[RECORDS FOR THIS EXERCISE]
+-------+
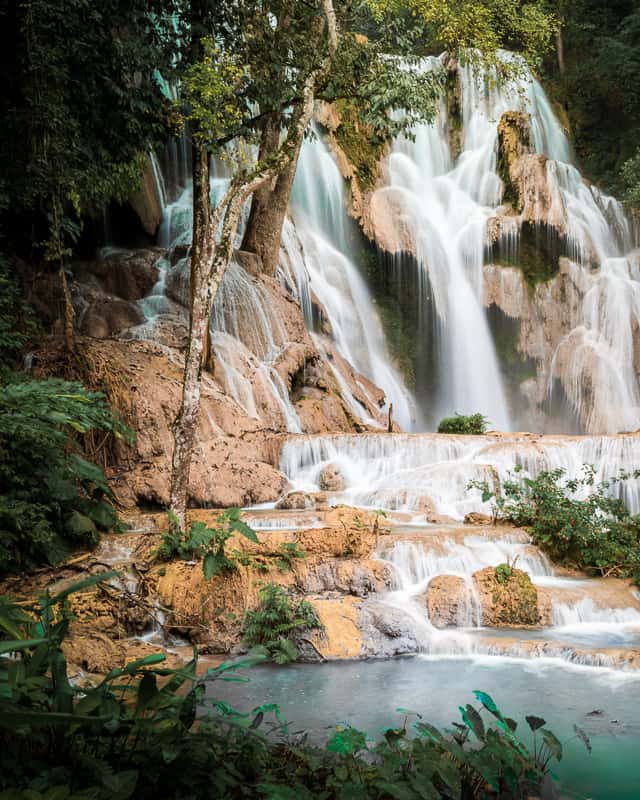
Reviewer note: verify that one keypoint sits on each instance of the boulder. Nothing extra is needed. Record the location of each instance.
(331, 479)
(386, 631)
(106, 316)
(508, 598)
(450, 602)
(295, 501)
(476, 518)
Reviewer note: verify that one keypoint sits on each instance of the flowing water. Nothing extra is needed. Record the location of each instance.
(410, 473)
(367, 694)
(445, 206)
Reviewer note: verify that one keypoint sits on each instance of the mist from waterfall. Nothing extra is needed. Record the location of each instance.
(328, 270)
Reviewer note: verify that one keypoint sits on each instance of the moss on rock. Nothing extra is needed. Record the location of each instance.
(507, 596)
(361, 145)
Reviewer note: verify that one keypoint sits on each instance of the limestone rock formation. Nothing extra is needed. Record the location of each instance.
(449, 600)
(295, 501)
(507, 598)
(331, 479)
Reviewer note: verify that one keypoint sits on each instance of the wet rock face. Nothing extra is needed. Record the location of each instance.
(334, 574)
(449, 602)
(386, 631)
(514, 141)
(295, 501)
(508, 598)
(331, 479)
(127, 274)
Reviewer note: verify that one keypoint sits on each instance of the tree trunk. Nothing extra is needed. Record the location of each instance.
(269, 205)
(186, 422)
(560, 51)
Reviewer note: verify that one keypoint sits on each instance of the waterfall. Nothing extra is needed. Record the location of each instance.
(324, 265)
(443, 204)
(430, 472)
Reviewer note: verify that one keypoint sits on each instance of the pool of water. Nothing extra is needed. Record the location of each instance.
(366, 694)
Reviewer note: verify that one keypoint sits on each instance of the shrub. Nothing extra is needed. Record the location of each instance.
(288, 553)
(459, 423)
(576, 521)
(147, 731)
(275, 623)
(51, 498)
(206, 543)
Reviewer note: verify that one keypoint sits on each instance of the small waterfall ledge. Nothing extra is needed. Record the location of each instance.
(426, 474)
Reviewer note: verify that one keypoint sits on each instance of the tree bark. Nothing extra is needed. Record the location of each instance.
(186, 422)
(69, 312)
(269, 207)
(210, 258)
+-------+
[SHORT TASK]
Recast these lines as a two-column CSV with the headers "note" and "points". Give one row per reviewer note, with the note's text in the first column and all the points listed under it in the second. Put each field in double quotes, replace any line breaks with spaces, and leave the pictures out.

[CORRECT RESULT]
note,points
"Reviewer note: verify that one keypoint sits on each instance of the boulder. Nothing extra is needed. Record the location of each instance.","(331, 479) (386, 631) (106, 316) (508, 598) (450, 602) (295, 501) (476, 518)"
"Reviewer note: verify that one keypoint sits on each instance of the flowing water. Nothing extra is needed. Record the location of each instance.","(410, 473) (367, 694) (445, 206)"
"Reviewer note: verify that one keypoint sits on each instance of the mist from waterfall. Nothing extra is needed. Record the location of each instance.","(328, 270)"
"Reviewer note: verify that one keypoint sits on each instance of the moss on rock. Nothing extra is needed. Record the location of each instance.","(507, 596) (361, 145)"
"Reviewer note: verify that one keypoint sits on each instance of the limestone rock formation. Nothing extra is needed. Record the location of each instance.","(449, 600) (295, 501) (507, 598) (331, 479)"
"Reviewer note: verify that one keypoint sits on each instance of the wet rock face. Nothing extra is needed. Record the location of each instance.","(334, 574) (449, 602) (386, 631) (514, 141) (295, 501) (508, 598) (331, 479) (127, 274)"
"Reviewer note: verify that one keypoint sits on each instance of the tree trunk. Nothing extra is needed. Record the location of each instance.","(269, 205) (186, 422) (560, 51)"
"Reviewer note: verify that one keypoint sits on each instance of the waterfall. Nothing extra is needed. Record the location of each instance.","(324, 265) (443, 204) (430, 472)"
"Reviewer note: verify that one keypoint sits on each instance of the pool of water. Nothing extra is needed. Record the location of each instance.","(366, 694)"
"Reviewer note: verify that one keypoint sits on each instance of the shrub. Nothing extra is needed. Record the location of each instance.","(288, 553) (459, 423) (576, 521) (147, 731) (275, 623) (51, 498) (206, 543)"
"Reviewer note: verify that one keypoint sits on each instance of the small waterfall ledge. Nothing extra is needed. Record the location of each instance.","(426, 474)"
"Reviewer note: verify that one keypoint sits on each instance of the tree bark. Nothing extra is needed. Record the location of each instance.","(186, 422) (69, 312) (269, 207) (210, 258)"